Zadanie do wykonania: Przepisz bez zmian fragment tekstu o Galerii Format. Ma się zaczynać od słów „Zbigniew Belowski proponuje” i kończyć na słowach „70-tych ubiegłego wieku.”.

Fragment tekstu:
--
Powrót Galerii Format, a może magazyn na stroje ludowe

Powrót Galerii Format, a może magazyn na stroje ludowe

Zbigniew Belowski proponuje odtworzenie Galerii Format w budynku przy ul. Radomskiej. Miasto posiada pomieszczenia po dawnej aptece, które bezskutecznie próbuje sprzedać. Romuald Zawodnik mówi, że ma już plany w stosunku do tego budynku i chce zrobić tam magazyn na stroje ludowe uszyte w latach 70-tych ubiegłego wieku.

Nie wszyscy pamiętają o istnieniu miejsca, gdzie organizowane były ciekawe wystawy. Galeria Format zniknęła bezpowrotnie z Placu Konstytucji po 25 latach działalności, a jej miejsce po latach próbuje zastąpić Galeria Hall na korytarzu w MOK. Teraz pojawiła się propozycja aby miasto przekazało Miejskiemu Ośrodkowi Kultury pomieszczenie po dawnej aptece przy ul. Radomskiej właśnie na zorganizowanie galerii. Miasto próbuje sprzedać obiekt, ale wciąż brakuje zainteresowanych ze względu na wysoką cenę lokalu.
--
Podane dane:
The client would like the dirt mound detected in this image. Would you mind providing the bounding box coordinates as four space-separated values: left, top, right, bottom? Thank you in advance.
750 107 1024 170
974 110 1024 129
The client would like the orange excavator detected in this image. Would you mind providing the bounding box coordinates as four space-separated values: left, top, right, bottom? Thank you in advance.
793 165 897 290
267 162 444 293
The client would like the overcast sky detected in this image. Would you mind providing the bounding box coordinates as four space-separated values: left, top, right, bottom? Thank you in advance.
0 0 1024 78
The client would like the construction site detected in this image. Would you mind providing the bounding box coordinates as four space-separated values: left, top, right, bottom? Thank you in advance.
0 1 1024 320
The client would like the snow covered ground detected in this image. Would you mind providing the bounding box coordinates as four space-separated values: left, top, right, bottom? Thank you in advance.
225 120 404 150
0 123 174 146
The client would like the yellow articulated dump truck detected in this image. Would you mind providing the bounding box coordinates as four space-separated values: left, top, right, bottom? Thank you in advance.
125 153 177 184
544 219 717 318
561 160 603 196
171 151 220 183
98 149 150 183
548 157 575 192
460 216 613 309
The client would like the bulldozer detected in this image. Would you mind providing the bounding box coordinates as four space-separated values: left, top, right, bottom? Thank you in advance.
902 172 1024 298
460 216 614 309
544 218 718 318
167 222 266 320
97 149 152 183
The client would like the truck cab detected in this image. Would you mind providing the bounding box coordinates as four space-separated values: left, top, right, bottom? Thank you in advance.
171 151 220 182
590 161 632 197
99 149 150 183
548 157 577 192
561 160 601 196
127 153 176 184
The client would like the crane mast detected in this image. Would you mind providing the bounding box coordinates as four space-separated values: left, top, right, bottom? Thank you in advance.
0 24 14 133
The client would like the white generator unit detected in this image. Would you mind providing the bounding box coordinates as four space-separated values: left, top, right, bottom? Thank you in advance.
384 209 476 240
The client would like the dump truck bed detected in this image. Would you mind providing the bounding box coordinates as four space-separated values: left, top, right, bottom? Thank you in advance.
--
Odpowiedź do zadania:
Zbigniew Belowski proponuje odtworzenie Galerii Format w budynku przy ul. Radomskiej. Miasto posiada pomieszczenia po dawnej aptece, które bezskutecznie próbuje sprzedać. Romuald Zawodnik mówi, że ma już plany w stosunku do tego budynku i chce zrobić tam magazyn na stroje ludowe uszyte w latach 70-tych ubiegłego wieku.